With both ends included, repeat exactly the lines of the entries below from the one containing "Mark each instance of the black helmet" down to the one containing "x=665 y=229", and no others.

» **Material provided**

::::::::::

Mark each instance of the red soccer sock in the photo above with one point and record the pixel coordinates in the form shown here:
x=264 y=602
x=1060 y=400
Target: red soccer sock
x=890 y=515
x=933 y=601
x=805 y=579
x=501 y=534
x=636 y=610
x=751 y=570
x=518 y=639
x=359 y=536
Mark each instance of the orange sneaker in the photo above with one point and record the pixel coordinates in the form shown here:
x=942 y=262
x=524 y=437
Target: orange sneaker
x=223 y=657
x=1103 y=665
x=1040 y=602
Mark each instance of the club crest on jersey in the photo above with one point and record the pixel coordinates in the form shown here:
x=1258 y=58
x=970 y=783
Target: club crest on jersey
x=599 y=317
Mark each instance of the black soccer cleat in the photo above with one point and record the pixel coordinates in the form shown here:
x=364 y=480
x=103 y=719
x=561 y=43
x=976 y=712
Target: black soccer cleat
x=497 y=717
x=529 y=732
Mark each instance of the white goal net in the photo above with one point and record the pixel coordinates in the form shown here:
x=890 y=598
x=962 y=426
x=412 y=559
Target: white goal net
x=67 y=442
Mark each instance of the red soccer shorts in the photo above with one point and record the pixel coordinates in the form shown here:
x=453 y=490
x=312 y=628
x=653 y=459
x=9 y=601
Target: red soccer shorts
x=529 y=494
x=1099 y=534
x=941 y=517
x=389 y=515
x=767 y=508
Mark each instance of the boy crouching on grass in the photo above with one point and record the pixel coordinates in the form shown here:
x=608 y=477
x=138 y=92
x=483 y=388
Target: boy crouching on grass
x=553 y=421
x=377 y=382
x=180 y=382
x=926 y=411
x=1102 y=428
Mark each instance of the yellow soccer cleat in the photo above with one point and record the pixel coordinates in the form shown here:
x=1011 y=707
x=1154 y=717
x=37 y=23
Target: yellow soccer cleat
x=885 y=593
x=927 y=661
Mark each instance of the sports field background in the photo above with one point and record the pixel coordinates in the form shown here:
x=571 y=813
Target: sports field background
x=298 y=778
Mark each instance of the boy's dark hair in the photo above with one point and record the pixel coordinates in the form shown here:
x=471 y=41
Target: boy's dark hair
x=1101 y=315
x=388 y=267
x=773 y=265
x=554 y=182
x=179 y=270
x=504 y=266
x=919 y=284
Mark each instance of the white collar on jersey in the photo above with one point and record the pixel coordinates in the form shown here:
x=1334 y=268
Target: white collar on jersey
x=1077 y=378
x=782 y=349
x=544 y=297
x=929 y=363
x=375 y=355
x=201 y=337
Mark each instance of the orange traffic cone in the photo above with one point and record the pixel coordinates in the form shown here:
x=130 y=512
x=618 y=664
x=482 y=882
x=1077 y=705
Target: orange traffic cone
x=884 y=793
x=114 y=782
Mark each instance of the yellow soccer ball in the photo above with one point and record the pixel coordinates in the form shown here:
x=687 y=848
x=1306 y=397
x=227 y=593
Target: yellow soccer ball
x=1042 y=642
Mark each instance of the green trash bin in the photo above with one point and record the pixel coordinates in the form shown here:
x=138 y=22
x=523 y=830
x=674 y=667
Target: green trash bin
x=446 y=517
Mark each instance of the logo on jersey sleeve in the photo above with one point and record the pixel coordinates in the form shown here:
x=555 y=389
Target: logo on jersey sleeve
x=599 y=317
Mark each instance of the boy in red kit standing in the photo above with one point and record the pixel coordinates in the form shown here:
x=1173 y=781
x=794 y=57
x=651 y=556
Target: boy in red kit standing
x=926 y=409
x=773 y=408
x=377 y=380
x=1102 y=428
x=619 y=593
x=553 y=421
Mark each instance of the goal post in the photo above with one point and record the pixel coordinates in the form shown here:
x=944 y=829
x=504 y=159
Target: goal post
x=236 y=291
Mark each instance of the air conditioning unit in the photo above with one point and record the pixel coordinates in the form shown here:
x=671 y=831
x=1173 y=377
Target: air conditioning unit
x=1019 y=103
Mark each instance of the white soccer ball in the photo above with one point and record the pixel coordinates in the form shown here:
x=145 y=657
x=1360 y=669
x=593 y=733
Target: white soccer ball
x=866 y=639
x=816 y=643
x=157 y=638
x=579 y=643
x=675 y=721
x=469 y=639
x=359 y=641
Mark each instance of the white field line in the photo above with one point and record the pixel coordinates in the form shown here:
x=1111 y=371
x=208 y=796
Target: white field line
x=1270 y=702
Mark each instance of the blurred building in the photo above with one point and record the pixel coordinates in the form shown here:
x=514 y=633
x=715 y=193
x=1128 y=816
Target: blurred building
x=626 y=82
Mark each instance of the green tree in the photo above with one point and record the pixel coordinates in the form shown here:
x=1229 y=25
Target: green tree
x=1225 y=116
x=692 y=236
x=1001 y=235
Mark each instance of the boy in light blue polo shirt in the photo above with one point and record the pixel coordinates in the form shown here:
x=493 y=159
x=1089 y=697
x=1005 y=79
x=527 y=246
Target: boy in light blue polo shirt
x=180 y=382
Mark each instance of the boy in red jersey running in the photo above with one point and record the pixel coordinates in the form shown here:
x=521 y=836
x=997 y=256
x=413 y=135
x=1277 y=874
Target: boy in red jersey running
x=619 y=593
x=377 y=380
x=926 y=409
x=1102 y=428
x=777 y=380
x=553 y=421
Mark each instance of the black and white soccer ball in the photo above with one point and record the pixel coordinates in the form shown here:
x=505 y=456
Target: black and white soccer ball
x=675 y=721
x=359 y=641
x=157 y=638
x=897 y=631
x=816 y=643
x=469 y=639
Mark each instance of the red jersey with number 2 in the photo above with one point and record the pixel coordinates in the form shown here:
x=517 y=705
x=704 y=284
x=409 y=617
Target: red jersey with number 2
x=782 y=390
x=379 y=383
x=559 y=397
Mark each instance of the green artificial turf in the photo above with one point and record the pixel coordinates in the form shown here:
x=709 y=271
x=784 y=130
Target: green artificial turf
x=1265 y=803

::::::::::

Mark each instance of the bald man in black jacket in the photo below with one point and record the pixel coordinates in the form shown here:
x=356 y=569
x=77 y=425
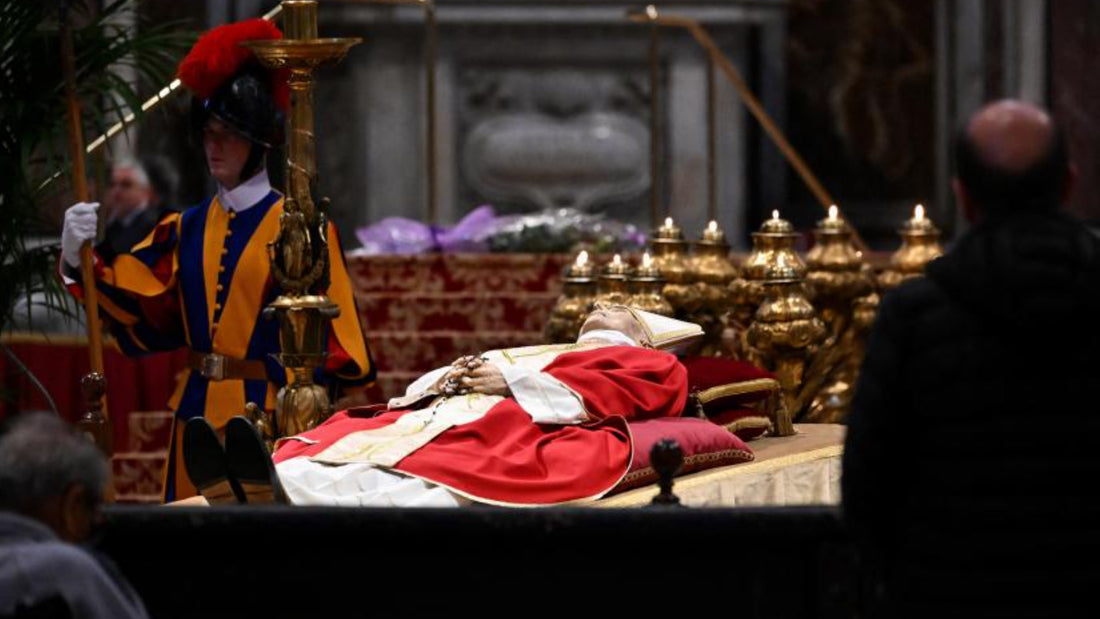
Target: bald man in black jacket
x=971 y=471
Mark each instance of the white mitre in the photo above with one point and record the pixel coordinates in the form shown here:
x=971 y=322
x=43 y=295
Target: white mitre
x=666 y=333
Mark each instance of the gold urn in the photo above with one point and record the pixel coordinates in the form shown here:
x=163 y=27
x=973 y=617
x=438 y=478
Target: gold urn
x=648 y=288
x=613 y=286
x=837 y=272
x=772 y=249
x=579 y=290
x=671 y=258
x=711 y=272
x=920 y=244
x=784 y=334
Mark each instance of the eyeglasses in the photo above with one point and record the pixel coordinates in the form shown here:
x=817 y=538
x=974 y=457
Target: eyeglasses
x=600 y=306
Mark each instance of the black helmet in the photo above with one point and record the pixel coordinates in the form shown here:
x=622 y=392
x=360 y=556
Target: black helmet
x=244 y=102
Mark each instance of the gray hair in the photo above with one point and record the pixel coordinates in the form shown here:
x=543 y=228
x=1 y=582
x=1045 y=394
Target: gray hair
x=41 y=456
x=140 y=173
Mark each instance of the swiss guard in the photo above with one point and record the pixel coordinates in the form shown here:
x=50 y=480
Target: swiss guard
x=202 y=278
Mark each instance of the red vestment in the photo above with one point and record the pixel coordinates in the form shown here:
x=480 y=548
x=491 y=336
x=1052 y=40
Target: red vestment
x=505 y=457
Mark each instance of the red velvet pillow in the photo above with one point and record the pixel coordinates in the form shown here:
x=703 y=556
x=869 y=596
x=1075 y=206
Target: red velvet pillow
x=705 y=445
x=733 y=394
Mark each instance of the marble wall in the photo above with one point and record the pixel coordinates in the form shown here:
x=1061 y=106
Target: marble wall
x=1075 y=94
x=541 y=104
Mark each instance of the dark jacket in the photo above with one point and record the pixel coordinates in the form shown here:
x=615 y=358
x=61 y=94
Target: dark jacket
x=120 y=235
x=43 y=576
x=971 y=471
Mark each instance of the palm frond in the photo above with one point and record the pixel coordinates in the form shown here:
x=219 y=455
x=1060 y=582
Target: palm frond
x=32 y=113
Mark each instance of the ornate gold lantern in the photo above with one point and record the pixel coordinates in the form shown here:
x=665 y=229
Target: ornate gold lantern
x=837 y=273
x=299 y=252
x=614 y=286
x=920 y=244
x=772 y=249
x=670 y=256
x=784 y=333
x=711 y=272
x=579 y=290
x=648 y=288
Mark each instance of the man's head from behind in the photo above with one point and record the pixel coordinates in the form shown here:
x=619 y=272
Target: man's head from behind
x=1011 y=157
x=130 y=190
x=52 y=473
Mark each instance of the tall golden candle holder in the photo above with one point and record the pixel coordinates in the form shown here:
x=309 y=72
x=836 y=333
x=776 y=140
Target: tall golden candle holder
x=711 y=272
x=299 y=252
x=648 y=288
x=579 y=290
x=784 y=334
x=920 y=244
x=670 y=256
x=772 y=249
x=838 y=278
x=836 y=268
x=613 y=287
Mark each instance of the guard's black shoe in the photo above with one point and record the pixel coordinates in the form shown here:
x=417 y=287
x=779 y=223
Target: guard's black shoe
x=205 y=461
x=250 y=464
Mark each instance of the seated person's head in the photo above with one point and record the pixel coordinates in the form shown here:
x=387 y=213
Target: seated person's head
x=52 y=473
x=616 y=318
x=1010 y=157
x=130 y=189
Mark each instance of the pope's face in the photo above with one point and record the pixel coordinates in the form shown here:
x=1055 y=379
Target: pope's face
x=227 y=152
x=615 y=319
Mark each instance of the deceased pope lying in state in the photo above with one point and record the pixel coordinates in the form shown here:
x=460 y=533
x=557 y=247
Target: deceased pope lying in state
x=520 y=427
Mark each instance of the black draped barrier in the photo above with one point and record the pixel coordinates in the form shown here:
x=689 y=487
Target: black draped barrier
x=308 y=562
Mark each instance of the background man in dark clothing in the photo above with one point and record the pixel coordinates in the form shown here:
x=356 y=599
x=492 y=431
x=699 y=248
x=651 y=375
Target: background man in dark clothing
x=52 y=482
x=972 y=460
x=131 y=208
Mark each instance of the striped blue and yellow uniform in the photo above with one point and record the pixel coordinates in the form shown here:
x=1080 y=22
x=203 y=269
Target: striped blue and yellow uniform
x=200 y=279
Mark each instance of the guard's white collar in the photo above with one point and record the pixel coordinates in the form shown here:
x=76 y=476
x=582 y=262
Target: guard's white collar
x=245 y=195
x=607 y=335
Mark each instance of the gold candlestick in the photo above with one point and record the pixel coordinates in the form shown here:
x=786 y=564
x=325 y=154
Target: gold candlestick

::::::::::

» **Exercise output**
Mark each instance of the black helmet in the photo above with one point and record the pixel coordinates in the form shown here:
x=622 y=392
x=360 y=556
Target: black helmet
x=244 y=102
Mark each instance of the gray hair in the photo above with one point and record the pixel coordinates in the form shown here:
x=543 y=228
x=1 y=582
x=1045 y=394
Target: gray hair
x=41 y=456
x=140 y=173
Mark each instance of the swiss guard in the photo above with one point and record the pixel coordinates in the form shown here:
x=50 y=480
Target: swiss guard
x=202 y=278
Mark each instance of the red vestment in the photo above with one point and record the pixel coordinates in the form shown here:
x=480 y=548
x=491 y=336
x=1052 y=40
Target: red vestment
x=505 y=457
Mark each instance of the red velvet pillow in the photo above with one point and record the pixel coordinates in the form shown here:
x=703 y=556
x=869 y=596
x=1075 y=206
Target: red velvet pillow
x=705 y=445
x=733 y=394
Mark each instance of the marble wall in the photo above with one point and record the pixel coordinates in the form shown here:
x=1061 y=106
Target: marble wall
x=1075 y=94
x=541 y=104
Mark each instance of the dark jacket in the photo above with one point and record the pixel coordinates in the form shown here:
x=615 y=358
x=61 y=94
Target: dark jacket
x=120 y=235
x=43 y=576
x=971 y=471
Mark each instance of the palm frond in the photo above with one point and record the pixel coordinates in the form shown here:
x=219 y=455
x=1060 y=582
Target: palm frond
x=32 y=113
Mark each instance of the ornate gold lantern in the photo above with one point and record the pixel coordinates in the form shown here:
x=665 y=229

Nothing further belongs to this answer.